- [Extracted records]
┌──

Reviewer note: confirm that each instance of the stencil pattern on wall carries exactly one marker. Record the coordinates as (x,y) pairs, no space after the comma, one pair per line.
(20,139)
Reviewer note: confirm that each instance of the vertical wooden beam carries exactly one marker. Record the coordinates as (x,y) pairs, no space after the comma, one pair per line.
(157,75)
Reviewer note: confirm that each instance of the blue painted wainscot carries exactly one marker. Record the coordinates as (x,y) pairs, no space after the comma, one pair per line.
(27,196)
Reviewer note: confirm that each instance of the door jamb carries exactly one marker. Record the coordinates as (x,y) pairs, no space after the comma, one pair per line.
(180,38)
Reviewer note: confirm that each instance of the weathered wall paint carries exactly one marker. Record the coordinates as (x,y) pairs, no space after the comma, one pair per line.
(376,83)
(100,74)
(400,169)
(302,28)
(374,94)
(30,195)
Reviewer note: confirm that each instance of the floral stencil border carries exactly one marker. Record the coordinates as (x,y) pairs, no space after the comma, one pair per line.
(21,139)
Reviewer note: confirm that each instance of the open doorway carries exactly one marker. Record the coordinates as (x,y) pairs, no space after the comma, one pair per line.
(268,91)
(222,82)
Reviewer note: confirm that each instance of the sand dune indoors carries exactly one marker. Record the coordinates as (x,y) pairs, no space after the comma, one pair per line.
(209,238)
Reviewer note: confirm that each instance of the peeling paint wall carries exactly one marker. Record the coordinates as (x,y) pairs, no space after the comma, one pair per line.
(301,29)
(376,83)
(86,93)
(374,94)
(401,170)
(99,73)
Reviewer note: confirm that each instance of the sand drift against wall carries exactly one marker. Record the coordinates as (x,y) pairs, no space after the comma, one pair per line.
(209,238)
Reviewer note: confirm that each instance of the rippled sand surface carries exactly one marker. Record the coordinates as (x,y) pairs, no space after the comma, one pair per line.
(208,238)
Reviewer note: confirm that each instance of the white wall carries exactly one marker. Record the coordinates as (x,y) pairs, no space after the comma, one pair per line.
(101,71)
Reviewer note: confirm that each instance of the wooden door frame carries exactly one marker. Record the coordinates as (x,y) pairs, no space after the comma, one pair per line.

└──
┌──

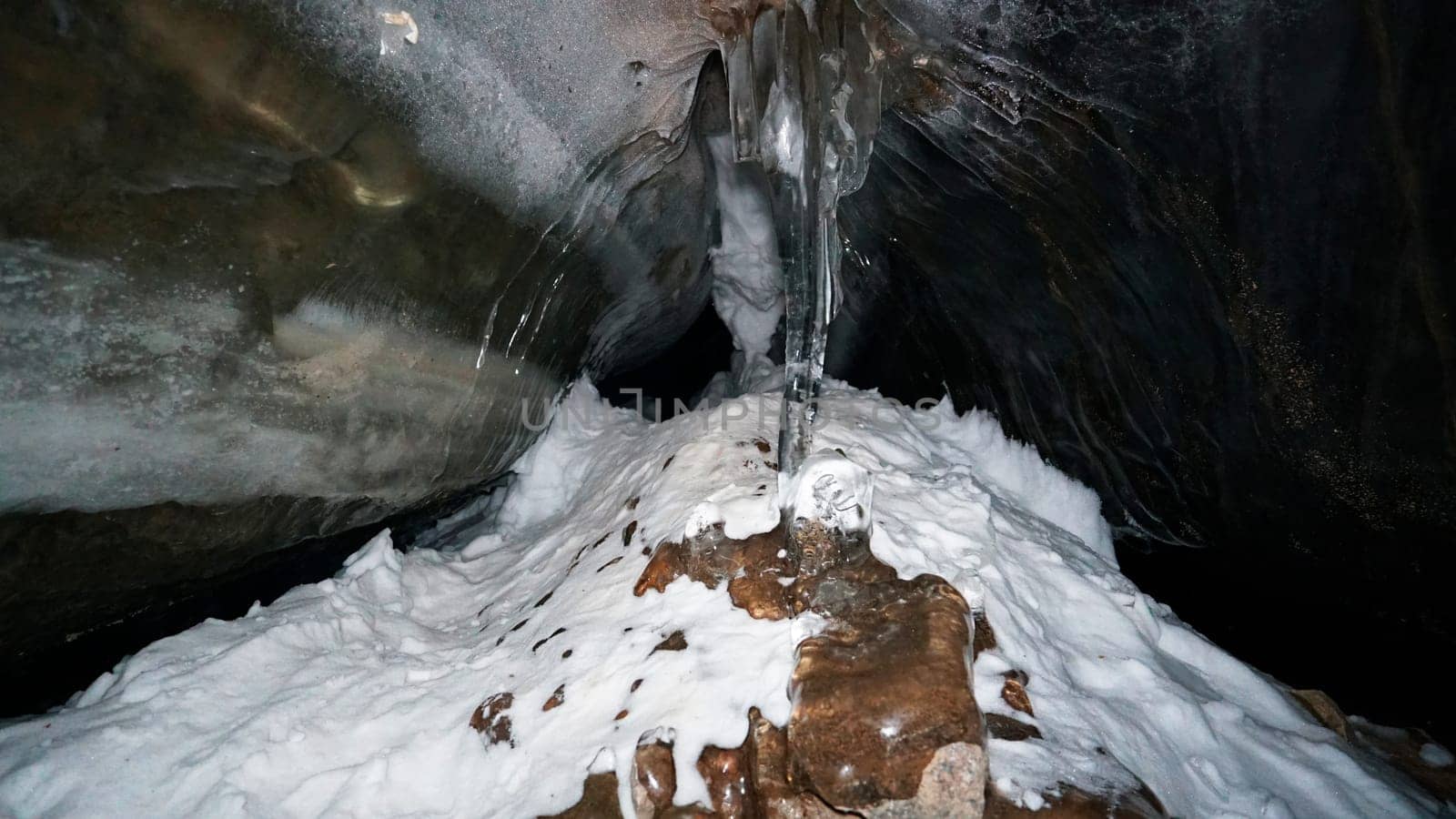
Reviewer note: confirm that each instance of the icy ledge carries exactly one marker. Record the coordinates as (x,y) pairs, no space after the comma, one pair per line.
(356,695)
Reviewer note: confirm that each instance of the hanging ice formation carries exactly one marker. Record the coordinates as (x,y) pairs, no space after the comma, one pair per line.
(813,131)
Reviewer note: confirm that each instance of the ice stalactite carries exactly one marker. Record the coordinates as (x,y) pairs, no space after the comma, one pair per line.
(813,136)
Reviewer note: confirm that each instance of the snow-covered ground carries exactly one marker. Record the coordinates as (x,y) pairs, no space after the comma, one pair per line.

└──
┌──

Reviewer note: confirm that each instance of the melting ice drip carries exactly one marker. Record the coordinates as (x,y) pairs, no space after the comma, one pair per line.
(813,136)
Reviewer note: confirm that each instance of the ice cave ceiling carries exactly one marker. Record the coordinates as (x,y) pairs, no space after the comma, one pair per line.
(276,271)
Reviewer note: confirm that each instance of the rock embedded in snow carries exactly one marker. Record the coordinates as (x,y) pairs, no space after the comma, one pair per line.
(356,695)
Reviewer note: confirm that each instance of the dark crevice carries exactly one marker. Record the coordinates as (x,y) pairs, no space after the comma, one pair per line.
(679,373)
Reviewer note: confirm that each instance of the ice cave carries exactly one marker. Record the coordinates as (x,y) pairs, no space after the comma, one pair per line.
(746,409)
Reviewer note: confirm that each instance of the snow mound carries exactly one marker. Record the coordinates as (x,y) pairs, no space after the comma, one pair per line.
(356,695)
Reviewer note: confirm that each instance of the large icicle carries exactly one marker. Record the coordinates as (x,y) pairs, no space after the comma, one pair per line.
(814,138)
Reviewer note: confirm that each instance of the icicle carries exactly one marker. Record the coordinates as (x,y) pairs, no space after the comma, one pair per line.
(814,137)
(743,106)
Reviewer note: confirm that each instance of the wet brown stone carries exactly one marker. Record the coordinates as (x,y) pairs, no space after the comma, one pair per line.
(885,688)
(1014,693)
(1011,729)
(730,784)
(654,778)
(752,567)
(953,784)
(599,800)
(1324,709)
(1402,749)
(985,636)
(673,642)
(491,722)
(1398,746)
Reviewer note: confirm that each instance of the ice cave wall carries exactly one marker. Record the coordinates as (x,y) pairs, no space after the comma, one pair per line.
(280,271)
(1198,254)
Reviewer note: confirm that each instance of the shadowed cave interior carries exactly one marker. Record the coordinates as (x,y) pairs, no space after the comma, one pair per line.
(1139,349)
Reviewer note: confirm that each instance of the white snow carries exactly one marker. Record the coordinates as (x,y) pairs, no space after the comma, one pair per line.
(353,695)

└──

Within the material above, output exactly the lines from the one with "Reviewer note: confirm that each instance of the white wall" through the one with "Reviewer note: confirm that each instance of the wooden", end lines included, and nothing besides.

- [Finished exercise]
Reviewer note: confirm that each instance of the white wall carries exactly one marker. Record the coordinates as (x,y) pairs, no space after the comma, one pair per line.
(101,71)
Reviewer note: confirm that each instance of the wooden door frame carries exactly one marker. Record the coordinates as (x,y) pairs, no space after the comma, one pair per line.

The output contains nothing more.